Natural-language object grounding data
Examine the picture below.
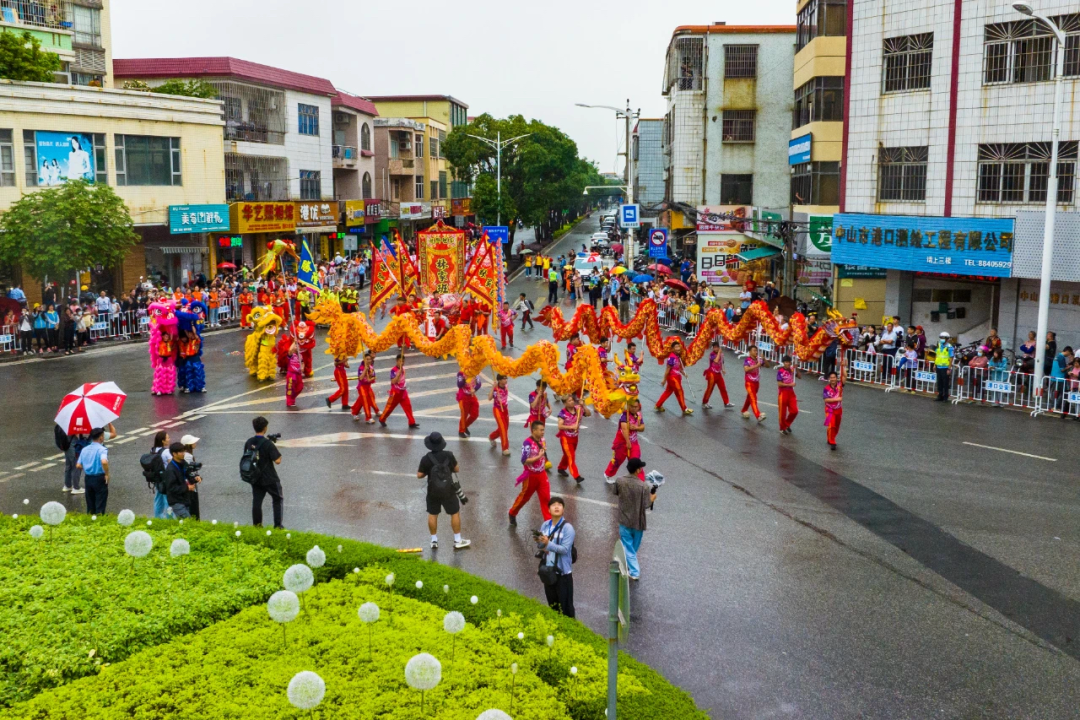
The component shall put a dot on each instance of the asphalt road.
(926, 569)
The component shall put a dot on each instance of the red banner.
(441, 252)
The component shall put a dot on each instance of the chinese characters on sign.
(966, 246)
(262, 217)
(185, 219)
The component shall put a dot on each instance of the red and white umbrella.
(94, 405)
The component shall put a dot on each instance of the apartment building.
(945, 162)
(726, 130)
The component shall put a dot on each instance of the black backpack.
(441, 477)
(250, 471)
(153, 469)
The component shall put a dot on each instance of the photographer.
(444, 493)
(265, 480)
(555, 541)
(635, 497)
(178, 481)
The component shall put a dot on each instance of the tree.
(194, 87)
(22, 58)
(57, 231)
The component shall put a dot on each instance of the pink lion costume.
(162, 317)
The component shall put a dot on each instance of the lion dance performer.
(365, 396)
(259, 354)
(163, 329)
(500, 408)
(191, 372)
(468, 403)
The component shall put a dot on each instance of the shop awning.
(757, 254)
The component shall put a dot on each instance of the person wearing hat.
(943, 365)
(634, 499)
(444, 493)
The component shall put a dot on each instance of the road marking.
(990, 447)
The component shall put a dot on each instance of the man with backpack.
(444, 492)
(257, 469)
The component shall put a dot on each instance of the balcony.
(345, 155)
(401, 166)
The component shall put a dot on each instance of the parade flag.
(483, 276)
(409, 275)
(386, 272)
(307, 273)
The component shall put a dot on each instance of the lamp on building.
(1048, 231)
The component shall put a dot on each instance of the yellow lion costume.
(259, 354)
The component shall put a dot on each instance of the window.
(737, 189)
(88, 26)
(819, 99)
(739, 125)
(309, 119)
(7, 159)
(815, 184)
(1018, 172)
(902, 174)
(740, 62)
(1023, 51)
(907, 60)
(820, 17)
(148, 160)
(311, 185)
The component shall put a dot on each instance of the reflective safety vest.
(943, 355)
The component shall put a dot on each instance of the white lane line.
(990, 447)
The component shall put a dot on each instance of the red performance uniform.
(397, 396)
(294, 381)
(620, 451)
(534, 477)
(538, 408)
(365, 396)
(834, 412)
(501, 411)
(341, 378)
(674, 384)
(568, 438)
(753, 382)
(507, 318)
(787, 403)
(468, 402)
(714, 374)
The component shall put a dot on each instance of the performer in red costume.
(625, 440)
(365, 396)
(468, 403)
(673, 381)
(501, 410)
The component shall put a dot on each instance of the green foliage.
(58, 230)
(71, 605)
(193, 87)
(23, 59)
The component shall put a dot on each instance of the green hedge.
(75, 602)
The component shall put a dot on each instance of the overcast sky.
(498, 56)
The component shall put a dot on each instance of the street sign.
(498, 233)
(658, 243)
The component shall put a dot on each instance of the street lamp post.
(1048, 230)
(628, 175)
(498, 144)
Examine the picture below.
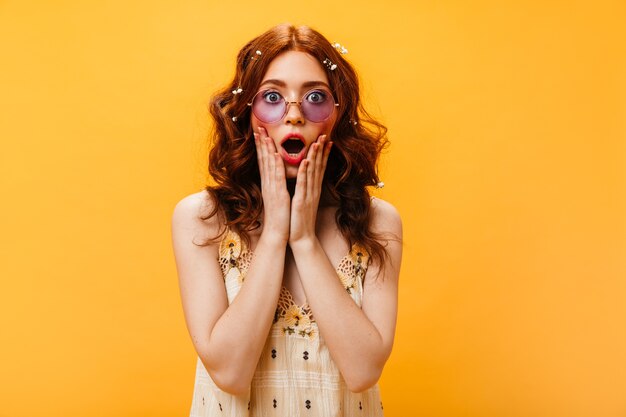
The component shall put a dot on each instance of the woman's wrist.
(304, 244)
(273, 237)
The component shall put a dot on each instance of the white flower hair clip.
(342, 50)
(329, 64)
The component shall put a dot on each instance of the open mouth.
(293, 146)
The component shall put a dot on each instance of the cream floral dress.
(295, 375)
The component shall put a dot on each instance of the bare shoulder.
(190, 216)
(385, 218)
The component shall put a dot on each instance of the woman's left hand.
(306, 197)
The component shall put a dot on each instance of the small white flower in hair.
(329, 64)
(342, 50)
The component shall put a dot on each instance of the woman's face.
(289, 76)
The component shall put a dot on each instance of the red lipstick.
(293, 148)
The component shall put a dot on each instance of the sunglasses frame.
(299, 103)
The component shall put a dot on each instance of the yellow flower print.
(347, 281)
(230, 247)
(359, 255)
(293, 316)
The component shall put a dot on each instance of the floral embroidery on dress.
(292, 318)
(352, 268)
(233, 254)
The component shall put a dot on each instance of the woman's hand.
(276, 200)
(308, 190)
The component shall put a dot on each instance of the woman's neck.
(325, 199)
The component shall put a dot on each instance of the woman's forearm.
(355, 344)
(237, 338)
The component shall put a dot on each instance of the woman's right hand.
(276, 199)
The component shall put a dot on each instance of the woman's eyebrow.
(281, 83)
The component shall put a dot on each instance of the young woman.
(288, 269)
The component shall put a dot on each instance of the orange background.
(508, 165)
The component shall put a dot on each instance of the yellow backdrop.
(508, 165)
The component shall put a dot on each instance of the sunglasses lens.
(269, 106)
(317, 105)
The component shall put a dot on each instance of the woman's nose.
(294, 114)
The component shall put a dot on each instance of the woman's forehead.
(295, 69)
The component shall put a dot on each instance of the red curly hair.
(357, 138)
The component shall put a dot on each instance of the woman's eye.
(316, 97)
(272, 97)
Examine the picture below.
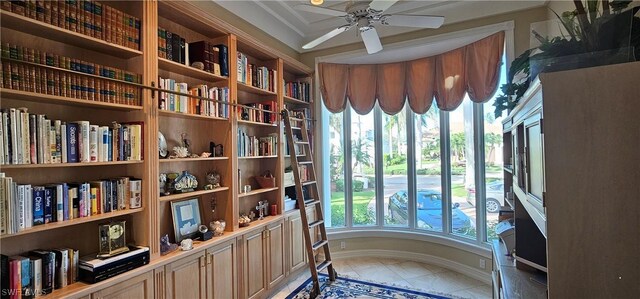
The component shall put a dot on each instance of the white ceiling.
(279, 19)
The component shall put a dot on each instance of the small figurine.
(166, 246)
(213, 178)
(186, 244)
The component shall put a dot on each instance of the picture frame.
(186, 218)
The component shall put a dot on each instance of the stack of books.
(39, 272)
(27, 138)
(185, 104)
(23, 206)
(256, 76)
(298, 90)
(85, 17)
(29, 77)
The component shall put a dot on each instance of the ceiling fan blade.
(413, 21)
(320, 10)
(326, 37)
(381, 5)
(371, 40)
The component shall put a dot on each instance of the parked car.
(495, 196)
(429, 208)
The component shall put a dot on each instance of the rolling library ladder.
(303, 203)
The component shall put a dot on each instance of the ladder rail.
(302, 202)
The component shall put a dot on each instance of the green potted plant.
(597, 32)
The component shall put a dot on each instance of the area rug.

> Problem requirements
Copy the records above exactly, leaving out every picture.

> Result of this task
Examine the picture below.
The component shall put a dot on each instance of the asphalt road.
(926, 569)
The component shall put a dot on each instance of the red banner.
(441, 252)
The component shall put a dot on each instance of the chinese characters on sign.
(966, 246)
(262, 217)
(185, 219)
The component shall put a dot on each instance of the red and white umbrella.
(94, 405)
The component shall put a dot on each instance of the apartment building.
(945, 162)
(726, 130)
The component shall put a dot on each instance of the black backpack.
(441, 477)
(250, 471)
(153, 469)
The component shall put a dot on each instance of the photographer.
(444, 493)
(265, 480)
(555, 541)
(635, 497)
(178, 481)
The component shall put a dot on each instance of the tree.
(194, 87)
(22, 58)
(57, 231)
The component shall put a dot on each instance of the pink lion costume.
(162, 317)
The component shall put a dot on each instance of the lion dance performer.
(365, 396)
(259, 354)
(163, 329)
(500, 408)
(191, 372)
(468, 403)
The component shall put a dot on each instance of the shop awning.
(757, 254)
The component shall put a dot on each instance of the person wearing hat.
(943, 365)
(634, 499)
(444, 493)
The component shall put a dot on each instance of the road marking.
(990, 447)
The component shall put a dot on each instance of the man with backpack.
(444, 492)
(257, 469)
The component shall put a dot on each instance of the balcony.
(345, 155)
(401, 166)
The component shall put a dot on each instance of the parade flag.
(483, 276)
(409, 275)
(386, 272)
(307, 273)
The component shall put a dot on each instance of the lamp on building.
(1048, 231)
The component shall put a dot on each instance of the yellow lion costume.
(259, 354)
The component shall put a dot on each instance of the window.
(737, 189)
(88, 26)
(819, 99)
(739, 125)
(309, 119)
(7, 159)
(815, 184)
(1018, 172)
(902, 174)
(740, 62)
(1023, 51)
(907, 60)
(820, 17)
(148, 160)
(311, 185)
The component shall put a dot on each instance of the reflective safety vest.
(943, 355)
The component shall put a dot on each instance of the white lane line.
(990, 447)
The component shall put a dot on each instance of the red performance uniform.
(397, 396)
(294, 381)
(620, 451)
(534, 477)
(538, 408)
(365, 396)
(834, 412)
(501, 411)
(341, 378)
(674, 384)
(568, 438)
(753, 382)
(507, 318)
(787, 403)
(468, 402)
(714, 374)
The component shall put a dot on each instance of the performer in red costume.
(625, 440)
(365, 396)
(468, 403)
(673, 381)
(501, 410)
The component shall put a dot on each instance of the green foliage.
(58, 230)
(71, 605)
(193, 87)
(23, 59)
The component shall put a dot on each instance of the green hedge.
(75, 602)
The component shall put a dot on each instance of the overcast sky.
(498, 56)
The component shall put a dot on each instance of the street sign.
(498, 233)
(658, 243)
The component shall put a dot on each instance of the street lamp post.
(1048, 230)
(628, 175)
(498, 144)
Examine the picture below.
The component shall put a dot on each instance of the woman's wrist.
(304, 244)
(273, 237)
The component shall put a dot on each instance of the white flower hair clip.
(342, 50)
(329, 64)
The component shall put a dot on each instance of the open mouth.
(293, 146)
The component shall put a dot on each instance of the cream floral dress.
(295, 375)
The component shall put a dot on each instance of the bare shoulder.
(190, 216)
(385, 218)
The component shall put a dot on each instance of the woman's left hand.
(306, 197)
The component shall put a dot on each instance of the small white flower in hair.
(329, 64)
(342, 50)
The component shall put a dot on each instance of the woman's face.
(289, 76)
The component shall put a dot on each instance of the red lipstick.
(293, 148)
The component shall put a dot on each instance of the sunglasses frame.
(299, 103)
The component shall put a dot on each instance of the yellow flower print.
(347, 281)
(230, 247)
(359, 255)
(293, 316)
The component shall put a dot on each instance of the floral embroidery on dress.
(292, 318)
(352, 268)
(233, 254)
The component shall put a dot on each instance of the woman's hand.
(276, 200)
(308, 190)
The component shall put a dot on each instance of the woman's neck.
(325, 199)
The component shall put a dot on each instance of the woman's forearm.
(355, 344)
(237, 338)
The component shall put a dot on each instance of the woman's right hand.
(276, 199)
The component shall put a dot on each instance of the woman's eyebrow.
(281, 83)
The component shall put a dot on each instance of the young woman.
(288, 269)
The component shall put a dot on each instance of the orange background.
(508, 165)
The component shall put a dot on each instance of the yellow backdrop.
(508, 165)
The component shall put a dot on each instance of the sunglasses lens.
(269, 106)
(317, 105)
The component shall put a dot on each instance of the woman's nose.
(294, 114)
The component shall put a dot on each instance of the woman's forehead.
(295, 69)
The component shall put a dot on each instance of the red curly hair.
(357, 138)
The component shall put a dot on each instance of the woman's eye.
(316, 97)
(272, 97)
Examine the picture below.
The component shall put a dot on each instance of the white ceiling.
(279, 19)
The component shall put a dot on each instance of the small figurine.
(166, 246)
(213, 178)
(186, 244)
The component shall put a dot on each instance of the picture frame.
(186, 218)
The component shall put a dot on each instance of the stack of books.
(39, 272)
(27, 138)
(185, 104)
(23, 206)
(256, 76)
(298, 90)
(85, 17)
(29, 77)
The component shall put a dot on each instance of the ceiling fan blade.
(413, 21)
(320, 10)
(326, 37)
(381, 5)
(371, 40)
The component shall put a dot on each instance of the parked car.
(495, 196)
(429, 208)
The component shall put a dot on each instance of the rolling library ladder.
(303, 203)
The component shall put a dot on each instance of the ladder rail.
(302, 202)
The component shall put a dot on each instance of the green potted plant.
(597, 32)
The component shall put a dot on each instance of the area rug.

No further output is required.